--- WORK TO BE COMPLETED ---
Rewrite the data from its start through the line containing "point(15, 233)", inclusive. Scale each point coordinate in the answers by 2.6, rounding to whole numbers with halves rounded up, and leave the request lines and their sample points unchanged.

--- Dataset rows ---

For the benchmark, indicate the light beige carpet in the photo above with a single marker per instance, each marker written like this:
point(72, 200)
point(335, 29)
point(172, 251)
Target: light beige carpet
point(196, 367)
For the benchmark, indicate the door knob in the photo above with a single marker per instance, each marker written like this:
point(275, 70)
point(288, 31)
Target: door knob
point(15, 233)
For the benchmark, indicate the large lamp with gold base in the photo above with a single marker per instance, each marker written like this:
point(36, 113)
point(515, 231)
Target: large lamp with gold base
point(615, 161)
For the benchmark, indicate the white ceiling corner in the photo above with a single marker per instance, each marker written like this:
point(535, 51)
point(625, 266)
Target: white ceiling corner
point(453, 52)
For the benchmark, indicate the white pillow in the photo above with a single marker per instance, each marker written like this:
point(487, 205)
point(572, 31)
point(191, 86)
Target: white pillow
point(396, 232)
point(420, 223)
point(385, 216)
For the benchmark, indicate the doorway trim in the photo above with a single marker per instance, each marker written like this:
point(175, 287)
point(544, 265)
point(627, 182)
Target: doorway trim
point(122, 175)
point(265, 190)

--- EXPECTED ANSWER ---
For the benchmark, indicate the light beige carpet in the photo above with a single marker per instance, each marker written like this:
point(72, 200)
point(335, 29)
point(172, 251)
Target: light beige carpet
point(510, 954)
For the benchmark, indicate the door knob in the photo above with a single marker per instance, each marker written like this:
point(275, 70)
point(288, 31)
Target: door knob
point(39, 606)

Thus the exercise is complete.